* Start SELECTED EXTRACT *
# BPTT - Exploding and Vanishing Gradient

- From [v1] Lecture 59

- RNN solved many problems that are possible with traditional neural networks
- As people started using RNN for solving their problems, they faced two inherent issues in RNN:
  - __*Exploding Gradient*__
    - Values became very big, for which computer started generating 'NaN'
  - __*Vanishing Gradient*__
    - Values became very extermely small, very close to zero but not equal to zero
- When above issue happens, no action takes place in Neural Network
  - Neural Network unable to learn
    - You need a good gradient, so that network moves towards equillibrium/ local minima which solves the problem
    - If you don't have a good gradient, the training stops, so it can't learn
- In order to design a good RNN network for various purposes, we __*should understand these two difficulties*__ that we would face __*in design of RNN*__

## Understanding Exploding/Vanishing Gradient

### Initial Setup

![RNN_Exploding_Vanishing_Gradient_1](images/RNN_Exploding_Vanishing_Gradient_1.jpg)
![RNN_Exploding_Vanishing_Gradient_2](images/RNN_Exploding_Vanishing_Gradient_2.jpg)
![RNN_Exploding_Vanishing_Gradient_3](images/RNN_Exploding_Vanishing_Gradient_3.jpg)
![RNN_Exploding_Vanishing_Gradient_4](images/RNN_Exploding_Vanishing_Gradient_4.jpg)

### Example: Vanishing Gradient

- RNN is claimed to be that input sequence can be of any length
- But from below example, it is clear that RNN network starts forgetting its memories (See [Gradient Clipping](#Gradient_Clipping) to know more)
  - Due to Vanishing Gradient
  - With the values (rough values given by lecturer, instead of proving it mathematically), we see that differtiation is very less
- That is, RNN is not able to remember long sequence
  - The value ($U$) vanishes when the word that you want to predict is found somewhere very far away in the same sentence.

![RNN_Exploding_Vanishing_Gradient_Example](images/RNN_Exploding_Vanishing_Gradient_Example.jpg)
* End SELECTED EXTRACT *
* Start DATA EXCERPTS *
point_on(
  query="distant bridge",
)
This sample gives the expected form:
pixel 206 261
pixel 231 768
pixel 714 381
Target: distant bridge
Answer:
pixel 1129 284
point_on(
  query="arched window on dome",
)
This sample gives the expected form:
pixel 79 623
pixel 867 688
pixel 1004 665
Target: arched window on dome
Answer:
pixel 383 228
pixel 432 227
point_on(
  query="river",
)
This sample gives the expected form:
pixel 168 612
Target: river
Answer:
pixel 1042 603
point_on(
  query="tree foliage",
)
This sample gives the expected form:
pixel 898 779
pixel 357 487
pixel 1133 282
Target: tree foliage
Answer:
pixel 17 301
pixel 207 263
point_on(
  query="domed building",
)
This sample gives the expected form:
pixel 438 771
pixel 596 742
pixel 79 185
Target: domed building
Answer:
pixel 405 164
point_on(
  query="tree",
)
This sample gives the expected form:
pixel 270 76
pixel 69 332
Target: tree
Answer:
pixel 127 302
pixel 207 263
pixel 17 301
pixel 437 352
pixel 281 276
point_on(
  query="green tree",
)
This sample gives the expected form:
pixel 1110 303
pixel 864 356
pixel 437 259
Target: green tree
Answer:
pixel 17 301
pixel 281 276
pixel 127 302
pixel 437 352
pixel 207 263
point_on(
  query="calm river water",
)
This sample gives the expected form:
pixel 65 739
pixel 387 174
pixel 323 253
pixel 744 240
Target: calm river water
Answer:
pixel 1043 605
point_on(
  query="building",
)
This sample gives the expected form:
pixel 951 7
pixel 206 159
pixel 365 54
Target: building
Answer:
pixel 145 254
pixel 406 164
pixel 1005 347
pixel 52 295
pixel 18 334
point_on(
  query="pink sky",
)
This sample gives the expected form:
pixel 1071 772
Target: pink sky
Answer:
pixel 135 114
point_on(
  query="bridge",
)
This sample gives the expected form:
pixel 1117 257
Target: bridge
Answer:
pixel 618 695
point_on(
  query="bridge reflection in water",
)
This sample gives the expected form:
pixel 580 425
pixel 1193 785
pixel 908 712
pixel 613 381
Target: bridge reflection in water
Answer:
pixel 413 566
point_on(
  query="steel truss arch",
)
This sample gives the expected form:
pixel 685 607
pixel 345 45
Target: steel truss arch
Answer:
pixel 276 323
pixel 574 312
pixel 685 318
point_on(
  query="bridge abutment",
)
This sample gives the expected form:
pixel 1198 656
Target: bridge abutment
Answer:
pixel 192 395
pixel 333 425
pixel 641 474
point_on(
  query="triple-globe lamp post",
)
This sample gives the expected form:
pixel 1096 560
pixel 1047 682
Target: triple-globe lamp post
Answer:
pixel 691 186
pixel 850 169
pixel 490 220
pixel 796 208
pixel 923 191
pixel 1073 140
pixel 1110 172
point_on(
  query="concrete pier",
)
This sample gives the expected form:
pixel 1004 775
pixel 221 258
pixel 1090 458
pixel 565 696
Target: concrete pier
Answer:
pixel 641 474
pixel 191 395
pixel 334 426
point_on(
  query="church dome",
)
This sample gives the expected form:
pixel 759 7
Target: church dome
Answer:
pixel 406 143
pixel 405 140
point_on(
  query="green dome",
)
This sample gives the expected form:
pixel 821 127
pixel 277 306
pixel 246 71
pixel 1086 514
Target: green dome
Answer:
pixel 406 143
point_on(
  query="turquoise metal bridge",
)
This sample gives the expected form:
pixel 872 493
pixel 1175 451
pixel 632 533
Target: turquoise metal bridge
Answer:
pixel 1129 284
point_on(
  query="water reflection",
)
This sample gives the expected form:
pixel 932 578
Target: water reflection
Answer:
* End DATA EXCERPTS *
TASK GOAL: Please extend the notes on exploding and vanishing gradients in RNNs, starting right after their final line.

RESULT FOR THIS TASK:
## Gradient Clipping

<a id='Gradient_Clipping'></a>

- The values of $\large U, V$ and $W$ are unbounded. We do not have any boundary on those.
  - If you look at the values of activation function for $\large s_t$ and $\large z_t$, we always have the value between $[-1 \texttt{and} +1]$ and $[0 \texttt{and} 1]$ respectively
  - In case of $U$ and $V$, they are not bounded by this condition, i.e., they are not conditioned by values
  - So it is possible for $U$ to become very small during backpropagation, and when it becomes extremely small, the long-term remembarance is going to be gone(vanished) or the long-term dependency is gone(vanished).
    - It means, it only remembers the short-term
- This implies that nothing that RNN forget, but the gradient that we are moving from the last time state to the first time state getting smaller and smaller, which causes this issue
  - The values of $U$, $V$ and $W$ are not conditioned, because of that, gradient explodes or vanishes
- The gradient is either very large or very small.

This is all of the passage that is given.